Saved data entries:
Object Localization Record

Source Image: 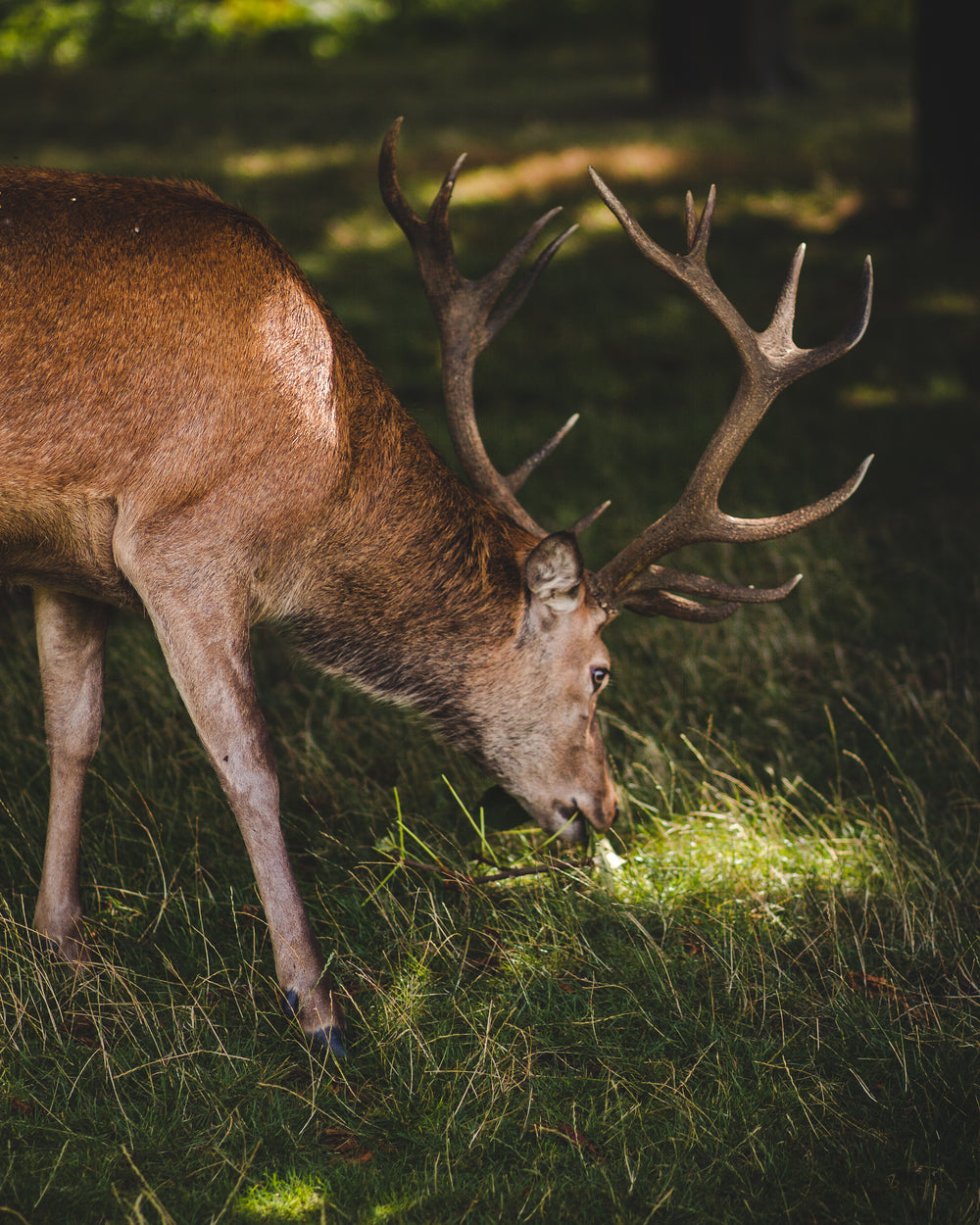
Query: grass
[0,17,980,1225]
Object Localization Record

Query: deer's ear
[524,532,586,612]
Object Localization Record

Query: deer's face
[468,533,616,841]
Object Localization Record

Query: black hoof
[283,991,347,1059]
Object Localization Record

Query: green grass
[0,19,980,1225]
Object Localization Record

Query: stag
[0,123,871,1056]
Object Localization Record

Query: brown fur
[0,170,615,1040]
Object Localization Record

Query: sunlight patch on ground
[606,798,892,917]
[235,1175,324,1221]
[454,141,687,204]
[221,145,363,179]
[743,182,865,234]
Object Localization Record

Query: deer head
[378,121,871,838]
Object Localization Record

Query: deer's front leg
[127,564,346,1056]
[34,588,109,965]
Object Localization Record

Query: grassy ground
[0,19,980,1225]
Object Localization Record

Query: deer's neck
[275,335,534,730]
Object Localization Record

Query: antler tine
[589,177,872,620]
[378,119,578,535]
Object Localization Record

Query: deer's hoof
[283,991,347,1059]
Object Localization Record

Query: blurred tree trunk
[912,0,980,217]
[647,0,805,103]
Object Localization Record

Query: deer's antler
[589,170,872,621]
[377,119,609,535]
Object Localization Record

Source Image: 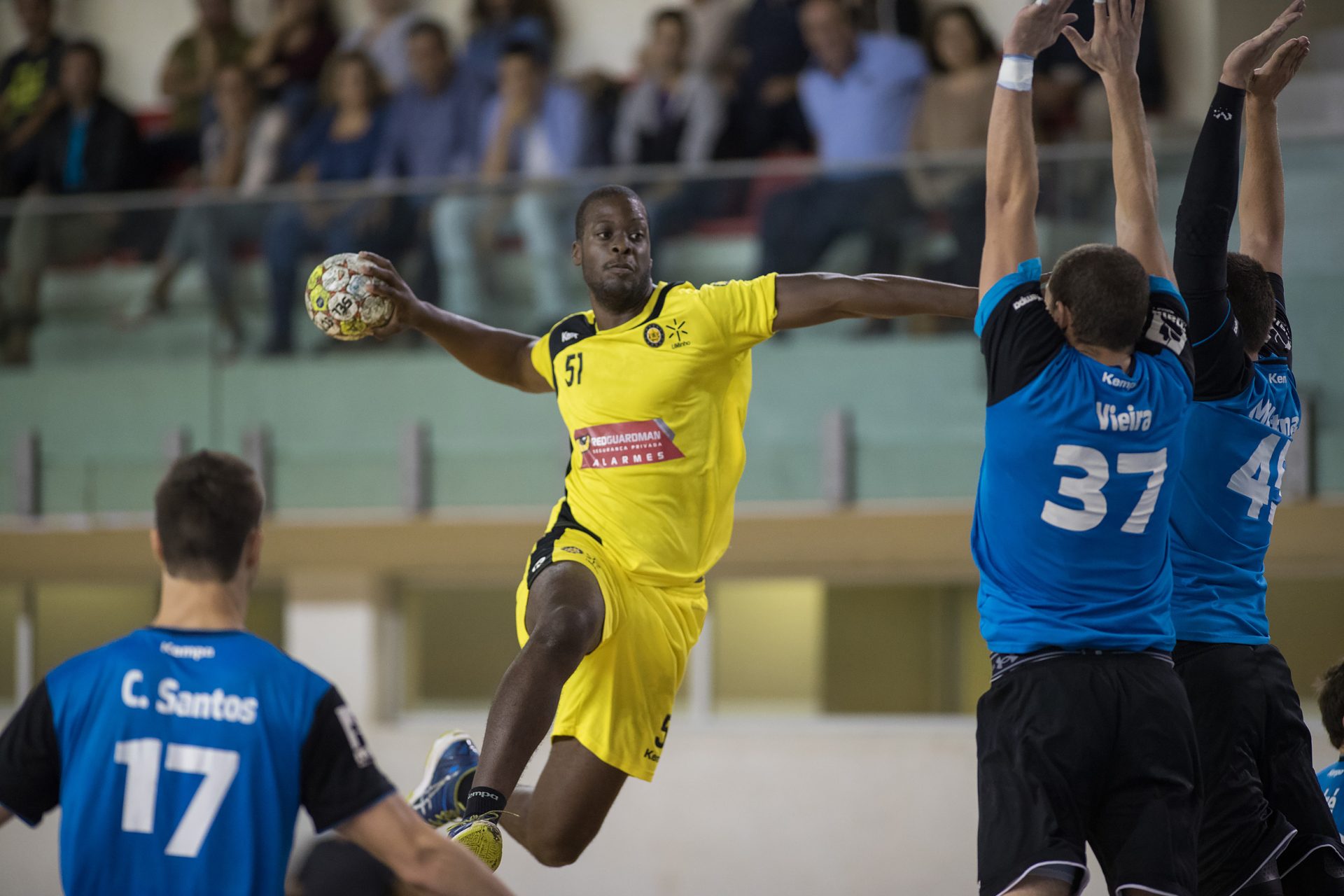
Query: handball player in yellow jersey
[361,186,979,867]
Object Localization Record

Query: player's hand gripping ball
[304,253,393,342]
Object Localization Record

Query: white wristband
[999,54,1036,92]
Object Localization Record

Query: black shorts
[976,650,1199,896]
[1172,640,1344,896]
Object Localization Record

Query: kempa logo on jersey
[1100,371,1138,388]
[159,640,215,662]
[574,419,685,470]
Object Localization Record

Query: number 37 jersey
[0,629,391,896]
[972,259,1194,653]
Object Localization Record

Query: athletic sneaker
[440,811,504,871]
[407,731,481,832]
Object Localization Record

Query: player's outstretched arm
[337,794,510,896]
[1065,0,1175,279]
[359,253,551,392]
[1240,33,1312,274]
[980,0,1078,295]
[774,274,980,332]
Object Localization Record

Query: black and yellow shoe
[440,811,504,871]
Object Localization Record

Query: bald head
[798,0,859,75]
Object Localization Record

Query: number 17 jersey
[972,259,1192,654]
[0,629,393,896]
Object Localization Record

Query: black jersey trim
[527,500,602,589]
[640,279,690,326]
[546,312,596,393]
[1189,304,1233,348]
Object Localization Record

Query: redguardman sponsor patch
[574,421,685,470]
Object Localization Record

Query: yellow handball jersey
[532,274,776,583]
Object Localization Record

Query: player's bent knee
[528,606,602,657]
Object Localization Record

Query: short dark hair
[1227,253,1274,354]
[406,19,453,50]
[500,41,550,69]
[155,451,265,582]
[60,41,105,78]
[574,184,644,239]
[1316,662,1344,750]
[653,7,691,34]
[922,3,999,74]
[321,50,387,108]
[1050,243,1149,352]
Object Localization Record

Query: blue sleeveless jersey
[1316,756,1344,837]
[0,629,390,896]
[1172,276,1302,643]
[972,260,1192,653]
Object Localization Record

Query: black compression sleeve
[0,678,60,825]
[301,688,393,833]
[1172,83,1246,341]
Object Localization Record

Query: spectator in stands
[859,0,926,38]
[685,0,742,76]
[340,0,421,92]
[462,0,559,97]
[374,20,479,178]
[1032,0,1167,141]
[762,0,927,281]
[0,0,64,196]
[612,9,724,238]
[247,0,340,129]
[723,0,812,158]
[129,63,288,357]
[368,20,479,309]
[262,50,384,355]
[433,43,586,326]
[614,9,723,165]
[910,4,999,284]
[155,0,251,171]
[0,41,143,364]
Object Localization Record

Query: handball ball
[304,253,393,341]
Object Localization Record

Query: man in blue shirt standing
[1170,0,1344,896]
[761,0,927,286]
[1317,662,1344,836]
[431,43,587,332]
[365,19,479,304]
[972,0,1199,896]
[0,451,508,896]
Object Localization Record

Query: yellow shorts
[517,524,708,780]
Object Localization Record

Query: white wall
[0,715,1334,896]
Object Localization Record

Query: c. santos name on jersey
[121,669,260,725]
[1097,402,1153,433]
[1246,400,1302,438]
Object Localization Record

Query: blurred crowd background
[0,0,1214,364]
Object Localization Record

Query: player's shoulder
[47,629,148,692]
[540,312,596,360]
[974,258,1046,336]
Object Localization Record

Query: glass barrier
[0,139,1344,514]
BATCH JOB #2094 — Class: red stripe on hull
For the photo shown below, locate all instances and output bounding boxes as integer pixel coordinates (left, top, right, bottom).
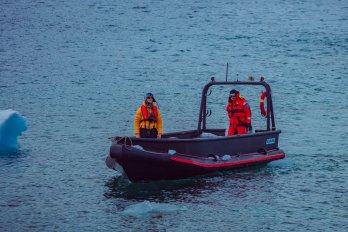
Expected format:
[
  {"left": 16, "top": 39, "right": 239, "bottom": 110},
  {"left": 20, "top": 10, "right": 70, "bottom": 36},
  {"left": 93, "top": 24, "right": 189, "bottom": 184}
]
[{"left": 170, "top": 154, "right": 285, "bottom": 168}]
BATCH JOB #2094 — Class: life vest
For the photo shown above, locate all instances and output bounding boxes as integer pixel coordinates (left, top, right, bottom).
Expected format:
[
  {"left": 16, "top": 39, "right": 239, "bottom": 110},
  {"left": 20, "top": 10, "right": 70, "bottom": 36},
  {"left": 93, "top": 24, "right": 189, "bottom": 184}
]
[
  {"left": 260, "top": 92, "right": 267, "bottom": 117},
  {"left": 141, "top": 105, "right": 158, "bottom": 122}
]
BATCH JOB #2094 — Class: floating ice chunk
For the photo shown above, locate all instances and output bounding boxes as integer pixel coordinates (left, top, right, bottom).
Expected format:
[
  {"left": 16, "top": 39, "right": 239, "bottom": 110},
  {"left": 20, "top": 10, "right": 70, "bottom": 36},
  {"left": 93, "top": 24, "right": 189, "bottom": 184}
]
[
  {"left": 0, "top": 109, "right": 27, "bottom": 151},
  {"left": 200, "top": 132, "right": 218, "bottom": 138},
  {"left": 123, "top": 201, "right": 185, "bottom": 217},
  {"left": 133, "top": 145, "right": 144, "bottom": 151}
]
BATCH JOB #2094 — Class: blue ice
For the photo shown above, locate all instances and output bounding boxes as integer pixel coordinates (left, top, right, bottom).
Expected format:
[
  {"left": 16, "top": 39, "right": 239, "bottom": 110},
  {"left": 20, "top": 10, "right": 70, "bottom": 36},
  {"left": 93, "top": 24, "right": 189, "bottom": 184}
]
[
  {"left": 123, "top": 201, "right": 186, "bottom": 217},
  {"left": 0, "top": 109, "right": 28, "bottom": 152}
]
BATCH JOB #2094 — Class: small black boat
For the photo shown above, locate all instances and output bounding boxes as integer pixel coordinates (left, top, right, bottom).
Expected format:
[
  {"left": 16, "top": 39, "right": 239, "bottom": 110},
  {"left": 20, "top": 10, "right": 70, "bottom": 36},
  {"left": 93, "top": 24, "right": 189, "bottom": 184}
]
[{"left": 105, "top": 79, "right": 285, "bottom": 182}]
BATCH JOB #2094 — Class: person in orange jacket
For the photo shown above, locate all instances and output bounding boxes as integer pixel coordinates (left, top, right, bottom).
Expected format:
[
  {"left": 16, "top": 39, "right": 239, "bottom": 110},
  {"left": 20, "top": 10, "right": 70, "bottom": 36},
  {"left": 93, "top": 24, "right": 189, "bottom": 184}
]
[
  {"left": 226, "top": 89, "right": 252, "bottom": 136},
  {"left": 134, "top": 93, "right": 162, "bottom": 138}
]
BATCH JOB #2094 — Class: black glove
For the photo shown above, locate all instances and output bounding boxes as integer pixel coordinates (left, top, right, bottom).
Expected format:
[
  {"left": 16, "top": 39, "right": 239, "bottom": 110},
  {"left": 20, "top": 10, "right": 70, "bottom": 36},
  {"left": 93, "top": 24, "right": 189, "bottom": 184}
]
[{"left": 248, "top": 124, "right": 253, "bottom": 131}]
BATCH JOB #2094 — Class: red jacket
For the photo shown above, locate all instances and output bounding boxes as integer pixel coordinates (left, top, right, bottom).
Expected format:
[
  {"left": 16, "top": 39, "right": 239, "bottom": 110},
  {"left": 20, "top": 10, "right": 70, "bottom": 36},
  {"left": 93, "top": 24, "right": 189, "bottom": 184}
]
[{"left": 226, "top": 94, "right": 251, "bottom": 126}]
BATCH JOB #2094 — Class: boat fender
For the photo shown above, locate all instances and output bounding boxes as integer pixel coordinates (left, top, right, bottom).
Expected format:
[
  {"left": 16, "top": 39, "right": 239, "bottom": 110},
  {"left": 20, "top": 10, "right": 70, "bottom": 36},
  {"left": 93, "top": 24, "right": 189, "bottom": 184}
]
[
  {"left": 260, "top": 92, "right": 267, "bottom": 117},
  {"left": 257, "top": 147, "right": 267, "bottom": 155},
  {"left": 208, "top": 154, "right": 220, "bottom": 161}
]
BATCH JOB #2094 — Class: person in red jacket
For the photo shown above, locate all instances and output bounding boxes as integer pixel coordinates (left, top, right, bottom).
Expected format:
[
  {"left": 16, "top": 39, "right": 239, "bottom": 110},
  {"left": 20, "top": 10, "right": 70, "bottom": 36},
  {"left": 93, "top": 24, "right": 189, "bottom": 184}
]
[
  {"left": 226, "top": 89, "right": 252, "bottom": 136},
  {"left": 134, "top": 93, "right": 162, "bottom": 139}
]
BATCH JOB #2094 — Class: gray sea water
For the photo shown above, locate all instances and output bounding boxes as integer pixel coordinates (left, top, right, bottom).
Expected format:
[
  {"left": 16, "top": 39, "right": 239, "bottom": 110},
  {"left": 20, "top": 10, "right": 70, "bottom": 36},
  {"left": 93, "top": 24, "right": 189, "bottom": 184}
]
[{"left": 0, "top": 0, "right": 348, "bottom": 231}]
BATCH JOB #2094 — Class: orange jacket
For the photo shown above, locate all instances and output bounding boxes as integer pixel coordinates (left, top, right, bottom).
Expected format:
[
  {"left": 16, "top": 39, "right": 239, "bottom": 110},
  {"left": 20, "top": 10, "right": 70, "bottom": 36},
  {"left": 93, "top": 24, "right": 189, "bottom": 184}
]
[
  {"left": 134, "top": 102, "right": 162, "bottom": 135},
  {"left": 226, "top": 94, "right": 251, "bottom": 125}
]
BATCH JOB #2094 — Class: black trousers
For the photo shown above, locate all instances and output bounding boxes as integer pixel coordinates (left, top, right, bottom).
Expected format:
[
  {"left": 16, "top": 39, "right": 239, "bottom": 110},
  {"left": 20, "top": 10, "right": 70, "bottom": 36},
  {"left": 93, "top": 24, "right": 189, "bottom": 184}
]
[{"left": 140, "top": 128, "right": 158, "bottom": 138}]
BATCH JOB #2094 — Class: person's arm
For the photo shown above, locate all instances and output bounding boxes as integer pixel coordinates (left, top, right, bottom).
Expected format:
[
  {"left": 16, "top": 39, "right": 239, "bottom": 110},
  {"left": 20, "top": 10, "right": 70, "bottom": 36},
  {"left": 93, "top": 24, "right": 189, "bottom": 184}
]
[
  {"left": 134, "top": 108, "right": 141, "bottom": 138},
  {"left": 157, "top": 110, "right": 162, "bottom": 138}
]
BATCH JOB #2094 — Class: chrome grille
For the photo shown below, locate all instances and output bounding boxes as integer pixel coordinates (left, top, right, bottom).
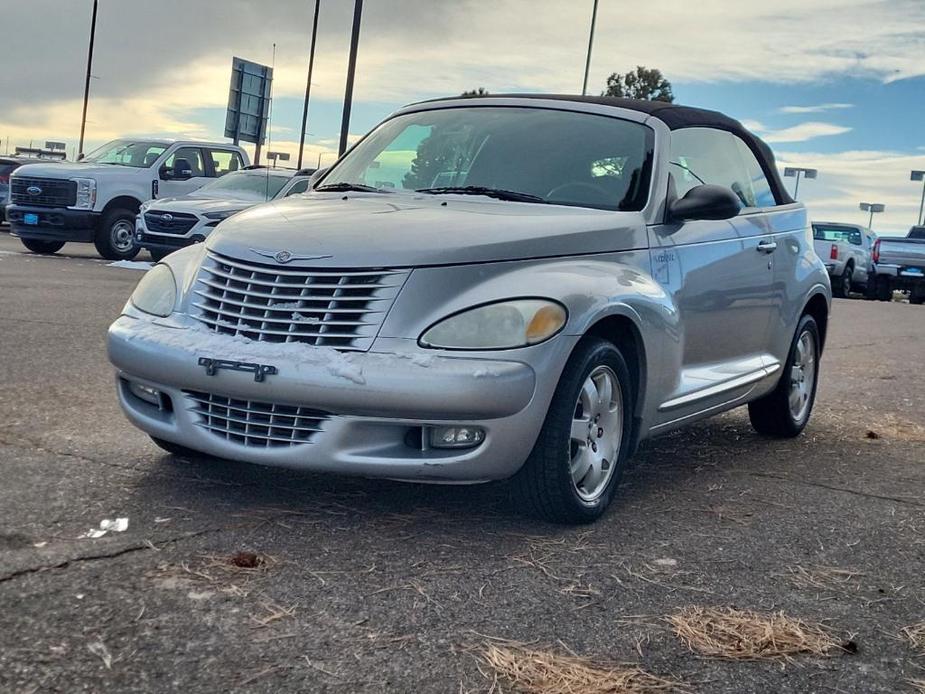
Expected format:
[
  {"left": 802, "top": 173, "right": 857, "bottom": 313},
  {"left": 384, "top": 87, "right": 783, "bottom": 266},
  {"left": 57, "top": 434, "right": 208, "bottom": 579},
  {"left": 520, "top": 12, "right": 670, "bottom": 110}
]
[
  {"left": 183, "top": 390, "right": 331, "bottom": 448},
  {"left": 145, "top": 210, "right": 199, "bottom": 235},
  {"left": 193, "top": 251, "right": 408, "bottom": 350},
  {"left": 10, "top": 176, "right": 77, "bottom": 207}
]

**What this task involves**:
Which lines in the listing above contain the word "jersey"? Locate each one and copy it in full, treating uppercase and lowercase as different.

**Answer in full**:
Query: handball player in yellow jersey
Query: kempa logo on jersey
Query: number 37 jersey
Query: number 17 jersey
Query: black jersey trim
Query: yellow handball jersey
Query: blue sleeveless jersey
Query: c. santos name on jersey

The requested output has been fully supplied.